### RAW DATA ###
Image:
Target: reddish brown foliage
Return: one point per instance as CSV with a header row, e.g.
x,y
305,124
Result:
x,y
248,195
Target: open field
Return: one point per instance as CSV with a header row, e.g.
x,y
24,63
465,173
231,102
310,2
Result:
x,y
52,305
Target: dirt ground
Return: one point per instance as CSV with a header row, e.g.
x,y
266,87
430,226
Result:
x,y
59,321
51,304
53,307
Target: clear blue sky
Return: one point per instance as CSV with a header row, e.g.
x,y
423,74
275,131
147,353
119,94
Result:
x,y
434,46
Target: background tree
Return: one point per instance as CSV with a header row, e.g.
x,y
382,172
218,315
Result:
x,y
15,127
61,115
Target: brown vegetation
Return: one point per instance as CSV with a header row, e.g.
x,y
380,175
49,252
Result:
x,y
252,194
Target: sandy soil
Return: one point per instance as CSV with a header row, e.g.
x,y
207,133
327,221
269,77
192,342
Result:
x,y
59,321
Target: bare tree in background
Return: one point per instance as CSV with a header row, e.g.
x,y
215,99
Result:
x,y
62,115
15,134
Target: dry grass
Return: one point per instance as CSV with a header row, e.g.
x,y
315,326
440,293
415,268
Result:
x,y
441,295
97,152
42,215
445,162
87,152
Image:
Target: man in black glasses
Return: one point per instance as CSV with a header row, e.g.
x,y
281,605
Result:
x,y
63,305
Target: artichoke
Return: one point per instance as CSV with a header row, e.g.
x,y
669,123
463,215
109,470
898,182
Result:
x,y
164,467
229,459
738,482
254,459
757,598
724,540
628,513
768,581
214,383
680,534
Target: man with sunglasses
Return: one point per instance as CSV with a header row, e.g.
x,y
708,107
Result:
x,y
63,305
###
### RAW DATA ###
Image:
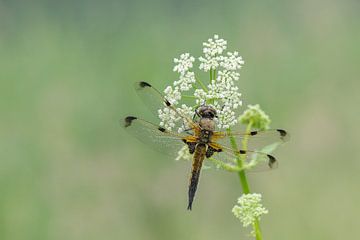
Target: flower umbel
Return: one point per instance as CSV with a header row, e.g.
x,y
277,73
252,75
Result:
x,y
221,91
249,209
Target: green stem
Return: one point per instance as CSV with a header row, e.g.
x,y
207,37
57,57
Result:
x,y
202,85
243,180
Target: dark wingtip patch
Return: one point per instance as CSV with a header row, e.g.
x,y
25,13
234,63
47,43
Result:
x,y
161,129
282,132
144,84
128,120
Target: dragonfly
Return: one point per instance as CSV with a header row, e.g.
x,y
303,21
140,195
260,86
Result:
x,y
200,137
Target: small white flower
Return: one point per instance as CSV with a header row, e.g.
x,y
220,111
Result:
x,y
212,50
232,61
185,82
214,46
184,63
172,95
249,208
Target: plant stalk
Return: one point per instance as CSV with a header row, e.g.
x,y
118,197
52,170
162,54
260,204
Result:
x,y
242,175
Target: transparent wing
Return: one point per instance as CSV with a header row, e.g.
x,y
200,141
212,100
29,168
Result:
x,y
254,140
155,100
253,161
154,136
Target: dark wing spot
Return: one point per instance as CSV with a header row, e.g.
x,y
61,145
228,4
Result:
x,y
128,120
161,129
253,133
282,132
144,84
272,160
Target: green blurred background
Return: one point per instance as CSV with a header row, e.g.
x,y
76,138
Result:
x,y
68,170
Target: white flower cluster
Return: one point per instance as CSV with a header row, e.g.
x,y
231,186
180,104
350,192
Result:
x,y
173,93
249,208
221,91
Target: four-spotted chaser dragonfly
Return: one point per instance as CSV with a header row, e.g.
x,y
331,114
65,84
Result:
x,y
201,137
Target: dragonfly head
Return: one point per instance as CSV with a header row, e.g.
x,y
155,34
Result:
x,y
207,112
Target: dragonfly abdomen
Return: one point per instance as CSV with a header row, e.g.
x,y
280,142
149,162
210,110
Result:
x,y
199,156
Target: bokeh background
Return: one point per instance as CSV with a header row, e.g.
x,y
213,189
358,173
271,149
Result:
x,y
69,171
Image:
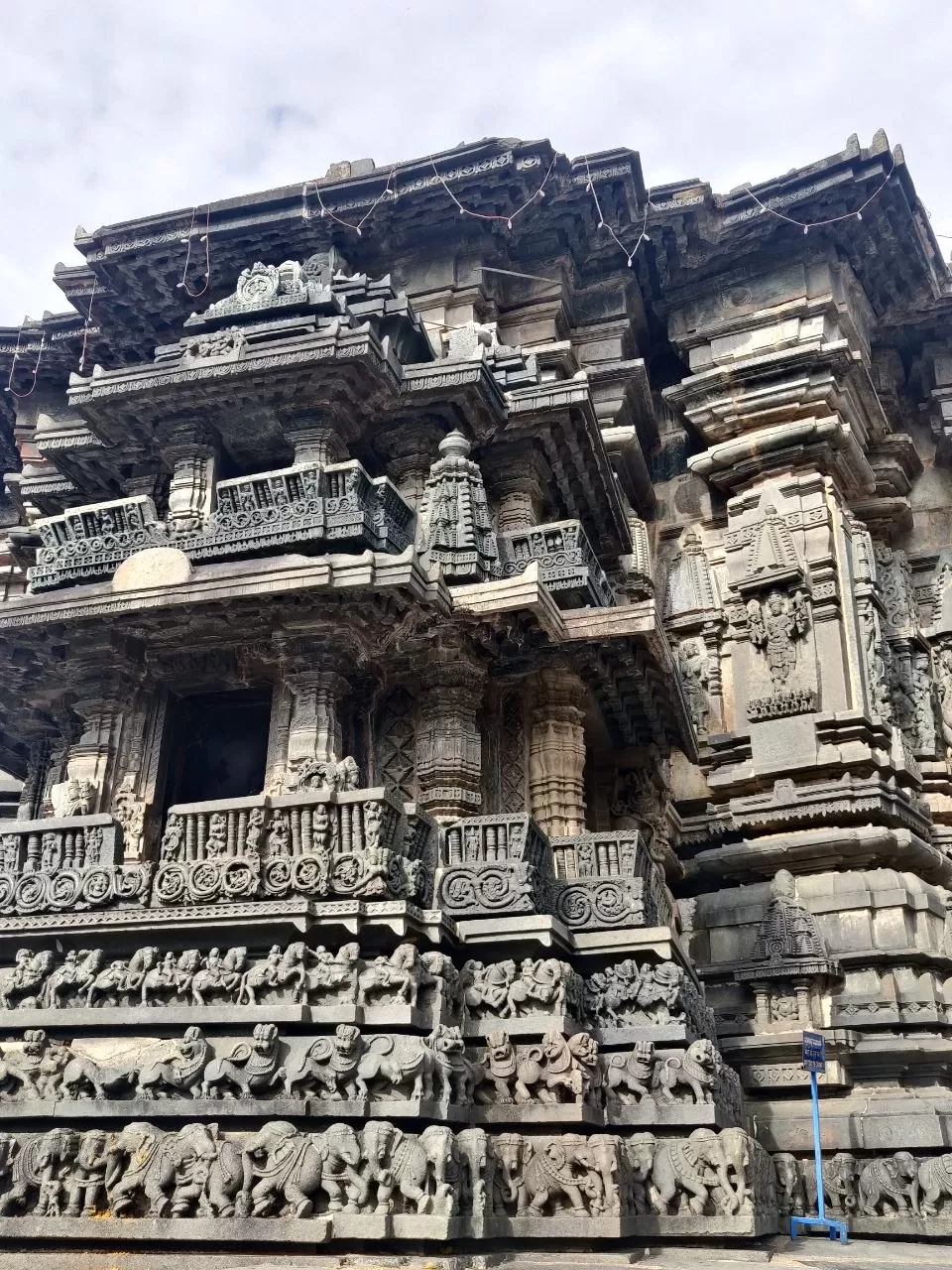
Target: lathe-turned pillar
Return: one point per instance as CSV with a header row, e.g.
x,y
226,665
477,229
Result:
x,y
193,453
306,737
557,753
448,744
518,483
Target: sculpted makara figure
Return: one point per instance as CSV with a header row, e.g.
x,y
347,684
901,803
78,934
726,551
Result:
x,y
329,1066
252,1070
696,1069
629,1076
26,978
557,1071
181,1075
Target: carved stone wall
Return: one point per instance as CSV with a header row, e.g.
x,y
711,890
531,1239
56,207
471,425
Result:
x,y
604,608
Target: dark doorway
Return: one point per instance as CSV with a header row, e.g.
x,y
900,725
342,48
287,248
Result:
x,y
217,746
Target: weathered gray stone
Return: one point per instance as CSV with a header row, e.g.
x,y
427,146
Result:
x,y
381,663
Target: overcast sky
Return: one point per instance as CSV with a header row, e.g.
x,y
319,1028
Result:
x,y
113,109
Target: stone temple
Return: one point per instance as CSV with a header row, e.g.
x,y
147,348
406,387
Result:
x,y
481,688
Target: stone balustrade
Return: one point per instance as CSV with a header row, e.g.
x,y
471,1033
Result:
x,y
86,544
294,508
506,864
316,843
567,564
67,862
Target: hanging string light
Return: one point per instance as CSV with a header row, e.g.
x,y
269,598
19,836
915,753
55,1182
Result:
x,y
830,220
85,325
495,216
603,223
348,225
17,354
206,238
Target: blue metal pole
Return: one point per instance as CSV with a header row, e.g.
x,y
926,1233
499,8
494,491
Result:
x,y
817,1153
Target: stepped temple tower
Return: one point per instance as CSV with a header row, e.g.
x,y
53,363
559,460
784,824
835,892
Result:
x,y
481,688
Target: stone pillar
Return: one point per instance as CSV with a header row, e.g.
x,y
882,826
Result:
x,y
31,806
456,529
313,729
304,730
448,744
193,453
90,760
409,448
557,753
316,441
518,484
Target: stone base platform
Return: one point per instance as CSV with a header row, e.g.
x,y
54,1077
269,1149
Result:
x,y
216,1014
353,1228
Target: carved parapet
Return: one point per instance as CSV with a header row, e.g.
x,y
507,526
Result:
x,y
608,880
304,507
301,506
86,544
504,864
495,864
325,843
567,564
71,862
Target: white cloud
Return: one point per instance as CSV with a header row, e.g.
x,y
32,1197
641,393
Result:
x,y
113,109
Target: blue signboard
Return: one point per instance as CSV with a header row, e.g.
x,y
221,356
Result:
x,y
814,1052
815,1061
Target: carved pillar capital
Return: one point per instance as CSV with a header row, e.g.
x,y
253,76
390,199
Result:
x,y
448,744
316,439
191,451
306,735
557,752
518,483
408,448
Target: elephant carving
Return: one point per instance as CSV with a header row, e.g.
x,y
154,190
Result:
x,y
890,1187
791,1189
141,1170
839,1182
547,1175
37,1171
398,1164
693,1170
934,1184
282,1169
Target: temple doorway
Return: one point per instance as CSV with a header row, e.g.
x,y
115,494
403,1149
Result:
###
Please show every line of the records that contains the word "doorway", matching case exactly.

*SOLUTION BELOW*
Target: dark doorway
Target: temple doorway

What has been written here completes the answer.